(Passage to read)
— START —
Betty Binkley, a painter mainly associated with Santa Fe, New Mexico, lived and painted in Chapala in the mid-1940s. In 1944, she exhibited her work at the Villa Montecarlo in Chapala in a group show that also included works by Jaime López Bermudez, Ernesto Butterlin (“Lin”), Otto Butterlin, Ann Medalie and Sylvia Fein.
Betty (sometimes Bettie) J. Binkley, also known as Betty Binkley Farrar, was born in Long Beach, California, on 5 September 1914 but spent most of her early years in El Paso, Texas. She died of a heart attack in San Miguel de Allende, Mexico, at age 63 on 25 August 1978.
Binkley’s parents were James B. Binkley and Bee Binkley (1889-1968). Following their divorce, in the early 1930s, Bee Binkley moved to Santa Fe and built a house on land that had previously been part of the Hacienda de San Sebastian.
Betty Binkley attended Radford School for Girls in El Paso before moving with her mother to Santa Fe, where she took art classes for many years with local Santa Fe landscape painter Fremont Ellis (1897-1985).
In 1936, the El Paso Herald-Post was already referring to Betty Binkley as a “well known Santa Fe artist”. According to the newspaper, Binkley, who was in town visiting her grandmother, had “recently returned from two months’ stay in the Navajo country of Arizona, where she sketched and painted Indians and scenes of Indian life.”
— END —
(Tasks and exercises)
a) Transcribe the passage on Betty Binkley, everything from "Betty Binkley attended" down to "Fremont Ellis (1897-1985).".
b) Answer these questions using the passage on Betty Binkley.
(i) In what city was Betty Binkley born?
(ii) Which Santa Fe landscape painter taught her art classes for many years?
(iii) In what year did she exhibit her work at the Villa Montecarlo in Chapala?

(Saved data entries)
— START —
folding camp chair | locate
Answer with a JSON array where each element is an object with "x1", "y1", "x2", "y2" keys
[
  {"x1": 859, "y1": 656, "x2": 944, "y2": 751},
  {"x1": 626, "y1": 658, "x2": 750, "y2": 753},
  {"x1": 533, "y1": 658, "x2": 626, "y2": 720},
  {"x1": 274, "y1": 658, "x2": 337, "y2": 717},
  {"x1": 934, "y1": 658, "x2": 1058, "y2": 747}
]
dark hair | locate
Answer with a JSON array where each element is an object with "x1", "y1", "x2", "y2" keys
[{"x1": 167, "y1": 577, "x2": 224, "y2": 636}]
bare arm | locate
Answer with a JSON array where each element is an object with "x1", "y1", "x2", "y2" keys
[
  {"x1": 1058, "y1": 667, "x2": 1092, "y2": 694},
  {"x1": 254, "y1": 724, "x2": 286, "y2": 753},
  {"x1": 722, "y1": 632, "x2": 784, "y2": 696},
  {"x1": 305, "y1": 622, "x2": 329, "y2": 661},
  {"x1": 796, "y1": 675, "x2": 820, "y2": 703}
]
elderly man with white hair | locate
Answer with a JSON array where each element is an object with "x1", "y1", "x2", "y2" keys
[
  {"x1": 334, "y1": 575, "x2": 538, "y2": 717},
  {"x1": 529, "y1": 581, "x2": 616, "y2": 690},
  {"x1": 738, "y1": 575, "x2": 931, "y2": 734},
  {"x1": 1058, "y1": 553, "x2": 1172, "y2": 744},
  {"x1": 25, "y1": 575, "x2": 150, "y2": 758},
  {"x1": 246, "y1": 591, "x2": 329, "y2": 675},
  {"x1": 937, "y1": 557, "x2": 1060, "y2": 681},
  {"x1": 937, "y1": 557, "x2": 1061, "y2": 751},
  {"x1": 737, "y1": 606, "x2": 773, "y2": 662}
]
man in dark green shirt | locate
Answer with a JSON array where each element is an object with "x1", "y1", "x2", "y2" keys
— END —
— START —
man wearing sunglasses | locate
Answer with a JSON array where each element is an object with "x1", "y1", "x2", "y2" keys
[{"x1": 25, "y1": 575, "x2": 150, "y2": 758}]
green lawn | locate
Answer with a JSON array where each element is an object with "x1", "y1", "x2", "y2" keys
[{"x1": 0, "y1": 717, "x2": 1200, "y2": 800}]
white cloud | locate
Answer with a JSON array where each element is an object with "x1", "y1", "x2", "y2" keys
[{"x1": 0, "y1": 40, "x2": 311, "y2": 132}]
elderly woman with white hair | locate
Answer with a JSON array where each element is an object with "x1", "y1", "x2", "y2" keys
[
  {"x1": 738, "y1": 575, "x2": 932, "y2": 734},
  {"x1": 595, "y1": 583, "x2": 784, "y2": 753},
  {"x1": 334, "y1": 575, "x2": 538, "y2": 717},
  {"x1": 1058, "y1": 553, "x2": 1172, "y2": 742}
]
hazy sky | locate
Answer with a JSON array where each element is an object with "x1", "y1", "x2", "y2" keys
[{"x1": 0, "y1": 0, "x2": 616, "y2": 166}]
— END —
— START —
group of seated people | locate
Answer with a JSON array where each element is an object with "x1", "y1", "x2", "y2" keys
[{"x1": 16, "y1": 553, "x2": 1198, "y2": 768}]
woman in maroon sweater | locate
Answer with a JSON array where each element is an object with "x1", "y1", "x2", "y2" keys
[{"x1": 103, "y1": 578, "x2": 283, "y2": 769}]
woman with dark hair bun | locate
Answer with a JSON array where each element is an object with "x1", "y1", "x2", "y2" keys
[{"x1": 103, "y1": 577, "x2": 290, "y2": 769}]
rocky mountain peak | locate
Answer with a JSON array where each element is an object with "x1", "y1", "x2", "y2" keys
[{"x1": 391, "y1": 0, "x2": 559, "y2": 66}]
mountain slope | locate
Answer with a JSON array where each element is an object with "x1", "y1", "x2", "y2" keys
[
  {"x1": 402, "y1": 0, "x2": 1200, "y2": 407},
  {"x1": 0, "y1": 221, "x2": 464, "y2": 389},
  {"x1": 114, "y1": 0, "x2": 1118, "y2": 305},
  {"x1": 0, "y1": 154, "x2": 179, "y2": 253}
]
— END —
(Answers to the exercises)
a)
Betty Binkley attended Radford School for Girls in El Paso before moving with her mother to Santa Fe, where she took art classes for many years with local Santa Fe landscape painter Fremont Ellis (1897-1985).

b)
(i) Long Beach, California
(ii) Fremont Ellis
(iii) 1944